# Text start
Issue 6 | 31st December, 2022 | 6-9 minutes reading time
Heyo, and welcome to your fortnightly sporadic latest issue of Multitudes. I’m Shantanu Kishwar, your friendly curator of interesting trivia.
In July, I wrote about how our ability to learn was part of why humans thrived on Earth. Recap: as babies, humans are utterly dependent on caregivers for years. Many animals, meanwhile, become independent earlier in their lives. Elephant calves are able to walk within an hour of birth; babies can take up to 3 months just to hold their heads up. How did these babies, the diaper-dirtying and tantrum-throwing creatures that they are, ever grow up to rule the planet? Partly because, though we’re weaker than animals as infants, as a collective and in the long-run, our ability to adapt quickly to changing circumstances makes us stronger. They, meanwhile, adapt over the long arc of history through the slow process of natural selection.
Stuff I’ve learned since shows that this neat explanation is somewhat incomplete.
The bit about humans and learning seems to hold. It takes us a long time to grow into fully functional adults - I’m 26, have likely lived between a third and a quarter of my life, and still struggle to do so. This delayed entry to adulthood, though, pays off.
# Text end
# Data shown start
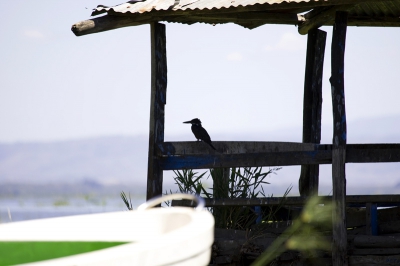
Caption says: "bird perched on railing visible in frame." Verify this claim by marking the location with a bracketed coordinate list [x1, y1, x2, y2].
[183, 118, 217, 150]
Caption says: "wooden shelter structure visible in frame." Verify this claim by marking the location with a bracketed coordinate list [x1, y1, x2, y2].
[72, 0, 400, 266]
# Data shown end
Goal of the exercise ▸
Reproduce the portion of the Multitudes newsletter issue between "In July, I wrote" and "is somewhat incomplete.", inclusive, with no changes to wording or punctuation.

Result for this task ▸
In July, I wrote about how our ability to learn was part of why humans thrived on Earth. Recap: as babies, humans are utterly dependent on caregivers for years. Many animals, meanwhile, become independent earlier in their lives. Elephant calves are able to walk within an hour of birth; babies can take up to 3 months just to hold their heads up. How did these babies, the diaper-dirtying and tantrum-throwing creatures that they are, ever grow up to rule the planet? Partly because, though we’re weaker than animals as infants, as a collective and in the long-run, our ability to adapt quickly to changing circumstances makes us stronger. They, meanwhile, adapt over the long arc of history through the slow process of natural selection.
Stuff I’ve learned since shows that this neat explanation is somewhat incomplete.